§ Given data:
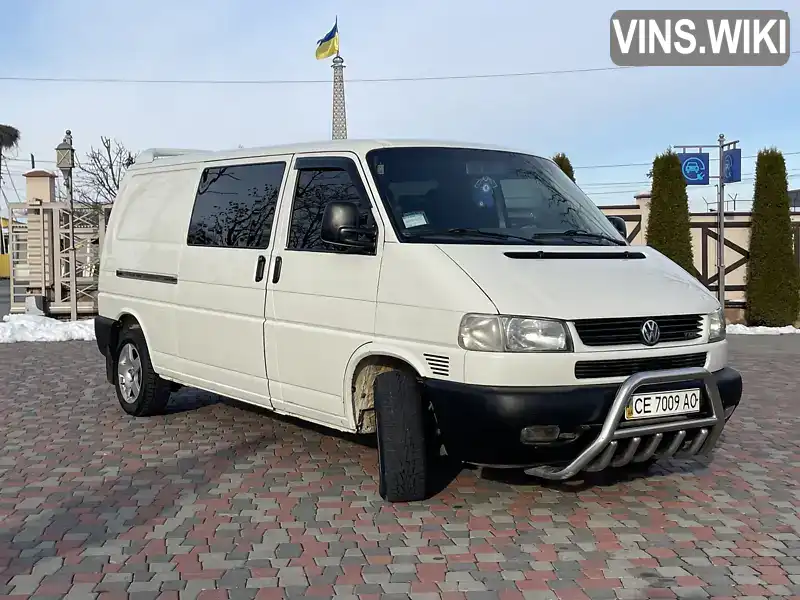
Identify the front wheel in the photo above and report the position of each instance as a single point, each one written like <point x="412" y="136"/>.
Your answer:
<point x="140" y="391"/>
<point x="405" y="457"/>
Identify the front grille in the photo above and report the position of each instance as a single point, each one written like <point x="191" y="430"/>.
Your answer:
<point x="627" y="331"/>
<point x="595" y="369"/>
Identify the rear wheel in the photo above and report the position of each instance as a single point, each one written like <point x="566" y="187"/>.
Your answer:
<point x="406" y="438"/>
<point x="140" y="391"/>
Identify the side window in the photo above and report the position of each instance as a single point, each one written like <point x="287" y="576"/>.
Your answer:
<point x="315" y="189"/>
<point x="235" y="206"/>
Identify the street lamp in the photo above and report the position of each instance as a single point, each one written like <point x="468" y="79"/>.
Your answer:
<point x="65" y="155"/>
<point x="65" y="160"/>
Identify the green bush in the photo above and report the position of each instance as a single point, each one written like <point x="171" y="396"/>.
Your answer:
<point x="773" y="282"/>
<point x="668" y="228"/>
<point x="563" y="162"/>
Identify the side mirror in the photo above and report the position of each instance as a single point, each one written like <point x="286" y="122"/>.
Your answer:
<point x="619" y="225"/>
<point x="341" y="226"/>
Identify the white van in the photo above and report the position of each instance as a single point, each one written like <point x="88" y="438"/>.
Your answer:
<point x="458" y="300"/>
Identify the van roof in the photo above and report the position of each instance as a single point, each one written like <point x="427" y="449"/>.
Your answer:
<point x="176" y="156"/>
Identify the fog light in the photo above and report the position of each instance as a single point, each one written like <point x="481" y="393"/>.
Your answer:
<point x="538" y="434"/>
<point x="729" y="411"/>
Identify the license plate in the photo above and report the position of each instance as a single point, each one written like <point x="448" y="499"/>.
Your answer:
<point x="663" y="404"/>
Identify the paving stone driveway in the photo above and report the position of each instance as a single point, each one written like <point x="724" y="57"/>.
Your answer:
<point x="219" y="501"/>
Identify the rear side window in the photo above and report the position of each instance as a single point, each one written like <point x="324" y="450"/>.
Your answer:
<point x="235" y="206"/>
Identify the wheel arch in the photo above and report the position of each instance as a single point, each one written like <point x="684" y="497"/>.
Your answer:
<point x="364" y="365"/>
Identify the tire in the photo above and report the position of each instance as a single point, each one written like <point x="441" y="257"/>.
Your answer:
<point x="151" y="395"/>
<point x="404" y="453"/>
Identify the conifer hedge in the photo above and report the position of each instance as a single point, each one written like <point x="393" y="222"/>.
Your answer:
<point x="772" y="281"/>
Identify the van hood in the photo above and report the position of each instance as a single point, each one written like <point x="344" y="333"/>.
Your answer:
<point x="581" y="282"/>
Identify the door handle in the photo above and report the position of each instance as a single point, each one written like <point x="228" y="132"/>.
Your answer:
<point x="260" y="268"/>
<point x="276" y="273"/>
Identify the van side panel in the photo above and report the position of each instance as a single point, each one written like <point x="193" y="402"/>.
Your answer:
<point x="141" y="253"/>
<point x="421" y="299"/>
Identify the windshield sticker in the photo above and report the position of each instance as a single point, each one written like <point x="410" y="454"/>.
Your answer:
<point x="415" y="219"/>
<point x="484" y="191"/>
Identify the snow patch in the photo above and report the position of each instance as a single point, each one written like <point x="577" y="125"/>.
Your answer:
<point x="34" y="328"/>
<point x="737" y="329"/>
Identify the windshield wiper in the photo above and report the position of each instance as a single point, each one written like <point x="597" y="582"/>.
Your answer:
<point x="572" y="233"/>
<point x="495" y="234"/>
<point x="473" y="231"/>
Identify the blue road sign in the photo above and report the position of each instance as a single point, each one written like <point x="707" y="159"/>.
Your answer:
<point x="694" y="166"/>
<point x="732" y="165"/>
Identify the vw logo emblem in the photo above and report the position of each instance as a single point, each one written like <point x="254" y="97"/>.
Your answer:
<point x="650" y="332"/>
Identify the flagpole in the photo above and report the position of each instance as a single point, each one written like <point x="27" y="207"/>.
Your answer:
<point x="339" y="111"/>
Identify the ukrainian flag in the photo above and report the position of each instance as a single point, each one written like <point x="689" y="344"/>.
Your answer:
<point x="329" y="45"/>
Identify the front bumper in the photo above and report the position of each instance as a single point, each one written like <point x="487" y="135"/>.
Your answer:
<point x="483" y="425"/>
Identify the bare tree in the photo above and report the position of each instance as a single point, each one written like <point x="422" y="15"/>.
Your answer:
<point x="99" y="175"/>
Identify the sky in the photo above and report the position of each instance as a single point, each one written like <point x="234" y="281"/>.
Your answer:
<point x="602" y="118"/>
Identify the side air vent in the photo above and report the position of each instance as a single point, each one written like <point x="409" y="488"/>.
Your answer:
<point x="439" y="365"/>
<point x="550" y="254"/>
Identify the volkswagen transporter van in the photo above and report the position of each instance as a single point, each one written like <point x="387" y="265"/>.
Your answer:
<point x="457" y="300"/>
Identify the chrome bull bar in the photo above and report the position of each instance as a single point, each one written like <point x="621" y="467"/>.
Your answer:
<point x="618" y="446"/>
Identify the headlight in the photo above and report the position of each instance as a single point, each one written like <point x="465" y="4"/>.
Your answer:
<point x="716" y="326"/>
<point x="498" y="333"/>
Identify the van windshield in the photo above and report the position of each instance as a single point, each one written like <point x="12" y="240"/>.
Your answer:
<point x="464" y="195"/>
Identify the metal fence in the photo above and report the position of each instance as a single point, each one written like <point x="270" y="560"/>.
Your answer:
<point x="39" y="242"/>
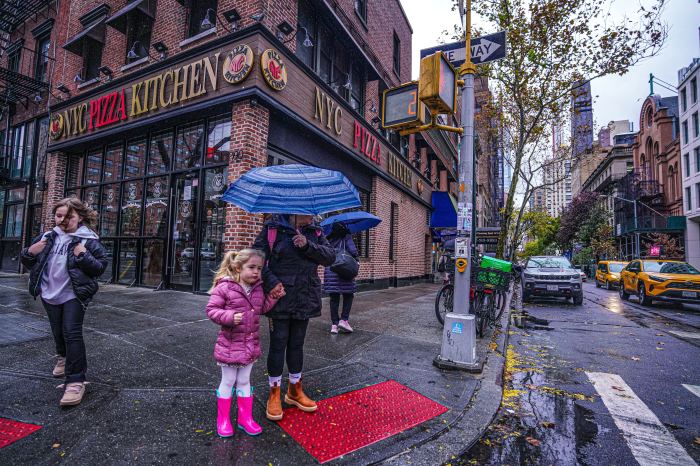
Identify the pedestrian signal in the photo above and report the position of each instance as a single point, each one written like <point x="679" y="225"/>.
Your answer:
<point x="401" y="108"/>
<point x="438" y="84"/>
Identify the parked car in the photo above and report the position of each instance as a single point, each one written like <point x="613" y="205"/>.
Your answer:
<point x="551" y="276"/>
<point x="608" y="274"/>
<point x="663" y="280"/>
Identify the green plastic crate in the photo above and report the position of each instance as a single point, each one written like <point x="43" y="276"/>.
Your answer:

§ Task requirements: Scan the material above line by line and report how many lines contain the word "rear", nothing further.

§ Completed exercise: 2